Prompt
Lay out these lines as a Markdown table with the columns Num and Content, giving each line its row number and leaving out any blank lines.

(Collected data)
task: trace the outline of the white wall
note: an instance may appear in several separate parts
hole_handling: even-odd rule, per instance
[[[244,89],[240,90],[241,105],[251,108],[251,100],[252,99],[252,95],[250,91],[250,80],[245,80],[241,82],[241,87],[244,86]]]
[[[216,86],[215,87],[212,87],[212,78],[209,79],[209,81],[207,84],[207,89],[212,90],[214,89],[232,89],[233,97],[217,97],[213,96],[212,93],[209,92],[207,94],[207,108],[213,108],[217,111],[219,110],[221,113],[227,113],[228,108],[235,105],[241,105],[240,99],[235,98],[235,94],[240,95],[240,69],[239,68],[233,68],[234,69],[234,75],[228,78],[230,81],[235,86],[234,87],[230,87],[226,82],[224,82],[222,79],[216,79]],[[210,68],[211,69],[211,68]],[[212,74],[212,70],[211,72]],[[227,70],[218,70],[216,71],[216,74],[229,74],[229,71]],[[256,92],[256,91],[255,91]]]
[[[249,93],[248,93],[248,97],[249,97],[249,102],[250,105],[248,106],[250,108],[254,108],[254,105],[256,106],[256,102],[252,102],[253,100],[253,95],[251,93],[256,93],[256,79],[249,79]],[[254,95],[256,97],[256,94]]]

Answer to this problem
| Num | Content |
|---|---|
| 1 | task: trace the outline of the white wall |
| 2 | note: an instance may appear in several separate parts |
| 3 | hole_handling: even-odd rule, per instance |
| 4 | [[[244,89],[240,90],[241,105],[251,108],[251,100],[252,99],[252,95],[250,91],[250,80],[245,80],[241,82],[241,87],[244,86]]] |
| 5 | [[[216,86],[215,87],[212,87],[212,78],[209,79],[209,81],[207,84],[207,89],[212,90],[214,89],[232,89],[233,97],[217,97],[213,96],[212,93],[209,92],[207,94],[207,108],[213,108],[217,111],[219,110],[221,113],[227,113],[228,108],[235,105],[241,105],[240,99],[235,98],[235,94],[240,95],[240,69],[239,68],[233,68],[234,69],[234,75],[228,78],[230,81],[235,86],[234,87],[230,87],[226,82],[224,82],[222,79],[216,79]],[[210,68],[211,69],[211,68]],[[212,74],[212,70],[211,72]],[[227,70],[218,70],[216,71],[216,74],[229,74],[229,71]],[[256,92],[256,91],[255,91]]] |
| 6 | [[[249,93],[248,93],[248,97],[249,97],[249,102],[250,105],[248,106],[250,108],[254,108],[254,105],[256,106],[256,102],[252,102],[253,100],[253,95],[251,93],[256,93],[256,79],[249,79]],[[254,95],[256,97],[256,94]]] |